-- start Page extract --
I read previous post here. It seems some guys were in the same situation with me. Can somebody give me some suggestions about this? Thanks.


----------



## blackaltima (Feb 20, 2004)

That's new to me but could be alt.. i'm not sure but i'm sure some people will give you some advices on this forum soon and i hope nothing serious problem with your altima


----------



## KA24Tech (Feb 2, 2004)

It sounds like your starter, specifically the solenoid is going bad. I would pull the starter and have it bench tested. Also check the connections to the starter and the solenoid.
I hope this helps.

Troy


----------



## skylineawd (Dec 3, 2002)

Yeah if the car is not turning over the starter isn't working. You might check the connections between the starte and ignition or even power to the starter. If that still doesn't work it's either

Fuel, Compresion, or Ignition.
-- end Page extract --
-- start Data section --
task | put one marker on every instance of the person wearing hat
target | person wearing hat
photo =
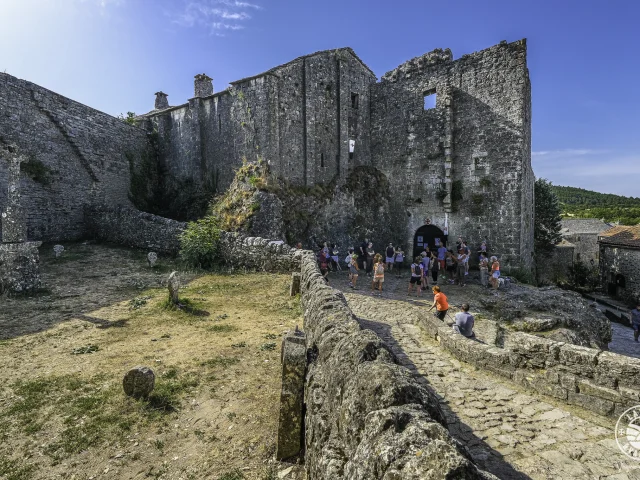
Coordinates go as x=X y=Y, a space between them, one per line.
x=391 y=253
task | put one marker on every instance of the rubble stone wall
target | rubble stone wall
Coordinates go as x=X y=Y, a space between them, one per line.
x=623 y=261
x=78 y=157
x=297 y=116
x=475 y=144
x=361 y=402
x=133 y=228
x=603 y=382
-- end Data section --
- Problems to work on:
(1) Print the section of the car-trouble forum thread that opens with the words containing "It sounds like" and closes with "hope this helps.".
(2) Proceed with the car-trouble forum thread, writing on from its last sentence.

- The results:
(1)
It sounds like your starter, specifically the solenoid is going bad. I would pull the starter and have it bench tested. Also check the connections to the starter and the solenoid.
I hope this helps.

(2)
Let's throw out compression for now. You can check the fuel by pulling off the fuel line from the fuel filter and turn the car to on and pump it if fuel comes out the fuel pump is working fine, and I would assume the injectors ok. You can check the injectors by holding a screw driver (metal flat head part) to the injector while the car is running(problem 1) and put your ear at the end of the handle if you hear clicking they are working fine.

Ignition. This was my problem. My car wouldn't start but turned over. We replaced the spark plugs, and it worked fine, and then the next time I tried starting it no answer from the engine. So I went and bought new plug wires no fix. So we replaced the coil with an Accel coil and the car jumped right to life and ever since has run fine.

However it seems if the car isn't even turning over there has to be a starter issue.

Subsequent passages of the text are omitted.